**DIRECTIONS:**
Copy the following lines exactly, from the start through the line that contains "383 257 L 377", including both ends.

**RECORDS FOR THIS EXERCISE:**

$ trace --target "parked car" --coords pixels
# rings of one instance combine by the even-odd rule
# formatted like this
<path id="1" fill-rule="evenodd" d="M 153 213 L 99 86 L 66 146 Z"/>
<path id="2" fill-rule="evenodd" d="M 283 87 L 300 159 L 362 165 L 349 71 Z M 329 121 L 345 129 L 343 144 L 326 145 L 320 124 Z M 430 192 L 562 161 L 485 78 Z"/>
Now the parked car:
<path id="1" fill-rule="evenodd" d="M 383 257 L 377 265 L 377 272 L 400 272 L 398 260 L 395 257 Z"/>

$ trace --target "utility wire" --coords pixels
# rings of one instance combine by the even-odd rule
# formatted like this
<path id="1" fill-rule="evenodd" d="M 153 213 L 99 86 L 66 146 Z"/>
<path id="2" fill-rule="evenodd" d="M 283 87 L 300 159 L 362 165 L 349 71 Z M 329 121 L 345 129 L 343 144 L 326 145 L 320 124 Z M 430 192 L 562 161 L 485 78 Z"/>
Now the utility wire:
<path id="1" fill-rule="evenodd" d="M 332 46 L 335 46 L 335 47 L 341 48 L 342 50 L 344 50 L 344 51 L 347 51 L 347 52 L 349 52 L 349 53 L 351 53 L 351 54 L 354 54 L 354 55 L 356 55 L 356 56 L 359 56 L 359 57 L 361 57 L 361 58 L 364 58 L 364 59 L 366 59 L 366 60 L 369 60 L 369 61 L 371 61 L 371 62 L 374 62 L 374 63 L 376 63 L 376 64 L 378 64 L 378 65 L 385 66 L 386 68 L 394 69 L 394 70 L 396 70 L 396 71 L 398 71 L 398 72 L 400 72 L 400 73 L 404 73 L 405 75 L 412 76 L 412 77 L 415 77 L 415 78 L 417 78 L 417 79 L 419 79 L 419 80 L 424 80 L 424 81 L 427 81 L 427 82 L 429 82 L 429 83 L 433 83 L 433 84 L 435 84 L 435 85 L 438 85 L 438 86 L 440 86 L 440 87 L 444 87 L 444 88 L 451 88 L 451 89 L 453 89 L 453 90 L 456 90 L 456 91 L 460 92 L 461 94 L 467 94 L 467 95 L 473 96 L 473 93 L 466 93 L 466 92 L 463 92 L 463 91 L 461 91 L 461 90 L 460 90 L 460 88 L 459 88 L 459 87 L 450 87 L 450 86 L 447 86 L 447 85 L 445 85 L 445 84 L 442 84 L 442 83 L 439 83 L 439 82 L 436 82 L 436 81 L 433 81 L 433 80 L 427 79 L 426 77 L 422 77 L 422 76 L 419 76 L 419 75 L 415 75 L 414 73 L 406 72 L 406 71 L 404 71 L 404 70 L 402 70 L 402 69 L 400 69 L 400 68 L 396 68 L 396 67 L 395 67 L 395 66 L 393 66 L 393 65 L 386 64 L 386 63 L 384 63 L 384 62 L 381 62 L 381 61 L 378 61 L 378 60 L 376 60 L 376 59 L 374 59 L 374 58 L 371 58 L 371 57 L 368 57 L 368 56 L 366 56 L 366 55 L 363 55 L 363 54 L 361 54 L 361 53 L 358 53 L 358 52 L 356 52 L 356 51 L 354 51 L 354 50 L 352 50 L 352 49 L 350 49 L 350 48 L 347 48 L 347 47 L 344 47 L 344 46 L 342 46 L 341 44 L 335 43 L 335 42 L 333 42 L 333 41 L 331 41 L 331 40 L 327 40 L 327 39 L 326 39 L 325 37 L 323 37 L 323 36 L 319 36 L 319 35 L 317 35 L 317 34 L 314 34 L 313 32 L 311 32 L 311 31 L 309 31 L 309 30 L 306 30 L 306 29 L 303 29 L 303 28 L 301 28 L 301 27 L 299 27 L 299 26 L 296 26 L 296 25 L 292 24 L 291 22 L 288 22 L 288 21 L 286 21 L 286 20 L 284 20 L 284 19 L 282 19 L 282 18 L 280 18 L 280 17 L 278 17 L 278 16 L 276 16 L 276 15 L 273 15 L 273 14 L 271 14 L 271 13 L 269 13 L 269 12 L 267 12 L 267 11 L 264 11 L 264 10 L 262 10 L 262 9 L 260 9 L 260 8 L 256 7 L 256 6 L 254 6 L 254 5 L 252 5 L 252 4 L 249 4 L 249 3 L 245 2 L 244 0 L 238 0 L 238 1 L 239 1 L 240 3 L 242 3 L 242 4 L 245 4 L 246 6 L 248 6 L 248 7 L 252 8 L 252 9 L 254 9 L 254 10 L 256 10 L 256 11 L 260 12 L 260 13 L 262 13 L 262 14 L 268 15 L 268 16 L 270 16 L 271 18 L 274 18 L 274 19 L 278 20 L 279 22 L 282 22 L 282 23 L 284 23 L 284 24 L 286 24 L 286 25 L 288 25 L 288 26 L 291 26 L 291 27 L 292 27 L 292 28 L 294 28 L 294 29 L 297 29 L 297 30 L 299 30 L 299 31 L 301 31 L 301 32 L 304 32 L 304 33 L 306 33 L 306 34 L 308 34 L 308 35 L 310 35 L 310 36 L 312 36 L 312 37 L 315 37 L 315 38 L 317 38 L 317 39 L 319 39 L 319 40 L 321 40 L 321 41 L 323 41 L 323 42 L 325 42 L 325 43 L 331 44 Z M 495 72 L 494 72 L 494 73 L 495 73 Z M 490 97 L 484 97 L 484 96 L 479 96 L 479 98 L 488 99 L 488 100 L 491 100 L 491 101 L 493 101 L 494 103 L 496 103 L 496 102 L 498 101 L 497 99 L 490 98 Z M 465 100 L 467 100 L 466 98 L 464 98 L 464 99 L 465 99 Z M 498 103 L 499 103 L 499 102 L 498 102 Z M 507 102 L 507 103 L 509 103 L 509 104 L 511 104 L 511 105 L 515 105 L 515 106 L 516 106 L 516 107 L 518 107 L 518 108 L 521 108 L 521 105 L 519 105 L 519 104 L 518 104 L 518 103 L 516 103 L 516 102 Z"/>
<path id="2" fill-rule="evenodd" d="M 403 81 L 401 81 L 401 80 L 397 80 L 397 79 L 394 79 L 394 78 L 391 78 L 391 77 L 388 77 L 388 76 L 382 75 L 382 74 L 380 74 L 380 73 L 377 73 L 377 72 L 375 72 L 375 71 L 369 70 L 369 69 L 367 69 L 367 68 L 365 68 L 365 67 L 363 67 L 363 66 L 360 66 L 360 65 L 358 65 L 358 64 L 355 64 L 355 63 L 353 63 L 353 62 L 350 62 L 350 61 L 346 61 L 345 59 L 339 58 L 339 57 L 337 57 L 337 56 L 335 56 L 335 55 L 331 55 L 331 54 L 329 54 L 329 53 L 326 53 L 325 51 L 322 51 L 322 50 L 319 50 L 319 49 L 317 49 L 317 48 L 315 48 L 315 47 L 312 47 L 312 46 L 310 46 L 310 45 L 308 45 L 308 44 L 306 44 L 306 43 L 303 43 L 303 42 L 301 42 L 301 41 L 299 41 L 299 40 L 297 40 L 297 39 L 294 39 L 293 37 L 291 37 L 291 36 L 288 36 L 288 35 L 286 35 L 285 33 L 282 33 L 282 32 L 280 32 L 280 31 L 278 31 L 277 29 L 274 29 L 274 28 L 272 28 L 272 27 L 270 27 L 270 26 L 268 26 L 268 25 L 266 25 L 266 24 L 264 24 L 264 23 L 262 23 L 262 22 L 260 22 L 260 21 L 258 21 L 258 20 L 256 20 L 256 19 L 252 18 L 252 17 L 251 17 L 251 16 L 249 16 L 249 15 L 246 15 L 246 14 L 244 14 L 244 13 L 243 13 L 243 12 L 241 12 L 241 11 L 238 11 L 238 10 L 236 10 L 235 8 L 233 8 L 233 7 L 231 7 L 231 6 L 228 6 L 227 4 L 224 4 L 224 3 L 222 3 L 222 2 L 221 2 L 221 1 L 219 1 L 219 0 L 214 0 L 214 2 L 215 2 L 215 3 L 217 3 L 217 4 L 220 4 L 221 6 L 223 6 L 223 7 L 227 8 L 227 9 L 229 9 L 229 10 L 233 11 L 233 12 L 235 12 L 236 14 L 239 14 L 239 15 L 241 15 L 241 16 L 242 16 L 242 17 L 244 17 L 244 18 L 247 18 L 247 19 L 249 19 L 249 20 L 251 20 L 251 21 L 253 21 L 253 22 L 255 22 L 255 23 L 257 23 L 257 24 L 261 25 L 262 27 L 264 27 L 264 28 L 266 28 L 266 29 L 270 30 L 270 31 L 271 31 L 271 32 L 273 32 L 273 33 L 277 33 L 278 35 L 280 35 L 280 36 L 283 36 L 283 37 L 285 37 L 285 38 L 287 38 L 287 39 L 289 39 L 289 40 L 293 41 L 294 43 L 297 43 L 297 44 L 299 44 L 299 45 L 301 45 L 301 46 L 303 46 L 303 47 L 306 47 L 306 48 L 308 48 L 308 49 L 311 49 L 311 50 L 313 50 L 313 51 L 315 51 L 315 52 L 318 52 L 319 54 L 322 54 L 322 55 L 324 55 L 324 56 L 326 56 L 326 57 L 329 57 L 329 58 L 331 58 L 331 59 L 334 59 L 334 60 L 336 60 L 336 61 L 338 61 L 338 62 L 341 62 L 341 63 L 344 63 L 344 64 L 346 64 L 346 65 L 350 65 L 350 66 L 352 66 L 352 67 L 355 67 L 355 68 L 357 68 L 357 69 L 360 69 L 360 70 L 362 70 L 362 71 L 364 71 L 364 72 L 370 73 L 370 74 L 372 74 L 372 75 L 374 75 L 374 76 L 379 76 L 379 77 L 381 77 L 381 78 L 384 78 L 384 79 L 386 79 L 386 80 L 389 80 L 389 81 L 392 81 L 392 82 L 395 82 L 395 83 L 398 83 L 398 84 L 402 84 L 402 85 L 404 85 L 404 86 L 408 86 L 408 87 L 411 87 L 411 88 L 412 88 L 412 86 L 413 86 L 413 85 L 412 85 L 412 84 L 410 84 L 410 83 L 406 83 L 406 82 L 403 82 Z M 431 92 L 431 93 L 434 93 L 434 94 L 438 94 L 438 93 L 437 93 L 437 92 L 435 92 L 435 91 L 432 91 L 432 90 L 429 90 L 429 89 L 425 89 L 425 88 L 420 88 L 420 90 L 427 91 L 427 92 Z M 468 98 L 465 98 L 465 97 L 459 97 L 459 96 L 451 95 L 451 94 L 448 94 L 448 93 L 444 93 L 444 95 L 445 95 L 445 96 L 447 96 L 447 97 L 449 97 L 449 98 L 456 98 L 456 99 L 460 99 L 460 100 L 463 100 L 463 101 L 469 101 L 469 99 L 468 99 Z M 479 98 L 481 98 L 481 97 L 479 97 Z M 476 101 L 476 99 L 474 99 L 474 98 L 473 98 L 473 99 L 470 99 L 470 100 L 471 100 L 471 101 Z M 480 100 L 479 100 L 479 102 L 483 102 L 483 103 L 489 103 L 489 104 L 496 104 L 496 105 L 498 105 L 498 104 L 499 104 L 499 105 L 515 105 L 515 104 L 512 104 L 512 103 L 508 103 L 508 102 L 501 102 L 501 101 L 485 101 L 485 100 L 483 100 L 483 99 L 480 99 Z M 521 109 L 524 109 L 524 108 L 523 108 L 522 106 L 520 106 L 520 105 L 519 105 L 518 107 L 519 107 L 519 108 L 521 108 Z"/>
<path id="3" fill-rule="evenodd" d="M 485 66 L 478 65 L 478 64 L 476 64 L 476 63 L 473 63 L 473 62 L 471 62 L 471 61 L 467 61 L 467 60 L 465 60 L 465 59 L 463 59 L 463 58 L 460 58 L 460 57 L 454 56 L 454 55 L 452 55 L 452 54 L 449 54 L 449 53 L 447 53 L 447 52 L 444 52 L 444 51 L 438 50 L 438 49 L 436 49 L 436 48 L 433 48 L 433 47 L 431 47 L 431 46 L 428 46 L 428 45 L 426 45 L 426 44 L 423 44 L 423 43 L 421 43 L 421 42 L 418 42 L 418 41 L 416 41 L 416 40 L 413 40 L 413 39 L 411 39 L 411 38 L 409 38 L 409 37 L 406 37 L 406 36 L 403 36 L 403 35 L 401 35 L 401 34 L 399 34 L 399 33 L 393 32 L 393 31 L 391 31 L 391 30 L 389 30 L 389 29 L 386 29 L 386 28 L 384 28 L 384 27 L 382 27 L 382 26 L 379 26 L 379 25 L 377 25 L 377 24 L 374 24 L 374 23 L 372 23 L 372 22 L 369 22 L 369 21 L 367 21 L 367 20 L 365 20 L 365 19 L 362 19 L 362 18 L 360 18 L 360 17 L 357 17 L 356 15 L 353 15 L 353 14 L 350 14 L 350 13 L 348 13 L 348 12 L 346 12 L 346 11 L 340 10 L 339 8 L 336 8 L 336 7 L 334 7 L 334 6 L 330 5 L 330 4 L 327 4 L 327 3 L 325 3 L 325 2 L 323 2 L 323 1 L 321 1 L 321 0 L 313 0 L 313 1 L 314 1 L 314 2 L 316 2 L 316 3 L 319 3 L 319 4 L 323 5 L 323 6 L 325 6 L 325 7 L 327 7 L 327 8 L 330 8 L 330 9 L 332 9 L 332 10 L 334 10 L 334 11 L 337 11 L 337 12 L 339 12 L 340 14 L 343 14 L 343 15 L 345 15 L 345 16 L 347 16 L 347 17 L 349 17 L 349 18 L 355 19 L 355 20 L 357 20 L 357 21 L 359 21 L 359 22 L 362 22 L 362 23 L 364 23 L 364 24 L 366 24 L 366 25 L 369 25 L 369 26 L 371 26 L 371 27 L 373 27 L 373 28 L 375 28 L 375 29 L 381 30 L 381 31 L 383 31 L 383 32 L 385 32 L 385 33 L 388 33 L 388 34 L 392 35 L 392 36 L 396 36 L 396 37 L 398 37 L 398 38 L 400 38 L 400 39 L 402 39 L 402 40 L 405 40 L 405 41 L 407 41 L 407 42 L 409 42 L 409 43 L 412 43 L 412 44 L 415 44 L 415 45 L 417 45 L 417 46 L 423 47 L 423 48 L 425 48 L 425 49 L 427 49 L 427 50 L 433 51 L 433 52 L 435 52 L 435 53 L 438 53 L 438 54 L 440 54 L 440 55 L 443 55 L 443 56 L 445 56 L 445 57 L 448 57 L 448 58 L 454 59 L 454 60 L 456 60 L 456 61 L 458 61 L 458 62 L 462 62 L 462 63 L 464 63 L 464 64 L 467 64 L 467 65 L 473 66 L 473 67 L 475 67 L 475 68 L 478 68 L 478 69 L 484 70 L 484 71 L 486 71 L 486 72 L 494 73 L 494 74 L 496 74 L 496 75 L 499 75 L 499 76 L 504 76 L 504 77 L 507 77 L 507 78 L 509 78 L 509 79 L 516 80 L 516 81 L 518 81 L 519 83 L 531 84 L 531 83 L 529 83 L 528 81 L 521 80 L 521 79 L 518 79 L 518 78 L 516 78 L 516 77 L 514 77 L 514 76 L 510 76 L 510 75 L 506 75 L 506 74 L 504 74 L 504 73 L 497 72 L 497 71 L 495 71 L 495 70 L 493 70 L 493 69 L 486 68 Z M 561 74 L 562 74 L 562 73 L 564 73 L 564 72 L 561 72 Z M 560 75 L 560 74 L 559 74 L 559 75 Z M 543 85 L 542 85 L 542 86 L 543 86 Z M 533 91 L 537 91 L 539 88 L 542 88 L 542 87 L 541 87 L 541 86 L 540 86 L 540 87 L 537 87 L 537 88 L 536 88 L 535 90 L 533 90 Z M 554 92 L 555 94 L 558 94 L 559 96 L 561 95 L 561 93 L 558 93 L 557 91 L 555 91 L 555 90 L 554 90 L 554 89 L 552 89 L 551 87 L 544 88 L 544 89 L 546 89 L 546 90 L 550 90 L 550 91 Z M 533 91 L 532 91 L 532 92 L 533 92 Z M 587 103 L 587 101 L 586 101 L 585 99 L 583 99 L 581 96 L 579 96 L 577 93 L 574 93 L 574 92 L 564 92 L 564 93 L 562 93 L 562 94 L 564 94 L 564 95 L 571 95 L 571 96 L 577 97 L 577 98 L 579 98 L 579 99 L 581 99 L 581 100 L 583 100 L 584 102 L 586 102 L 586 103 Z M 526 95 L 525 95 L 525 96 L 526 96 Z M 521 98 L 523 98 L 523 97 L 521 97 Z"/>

**RESULT OF THIS EXERCISE:**
$ trace --target "parked car" --coords pixels
# rings of one instance combine by the even-odd rule
# formatted like this
<path id="1" fill-rule="evenodd" d="M 153 213 L 99 86 L 66 146 Z"/>
<path id="2" fill-rule="evenodd" d="M 283 87 L 300 159 L 362 165 L 349 71 Z M 329 121 L 345 129 L 343 144 L 326 145 L 320 124 Z M 430 192 L 562 161 L 485 78 Z"/>
Now the parked car:
<path id="1" fill-rule="evenodd" d="M 383 257 L 377 265 L 377 272 L 400 272 L 398 260 L 395 257 Z"/>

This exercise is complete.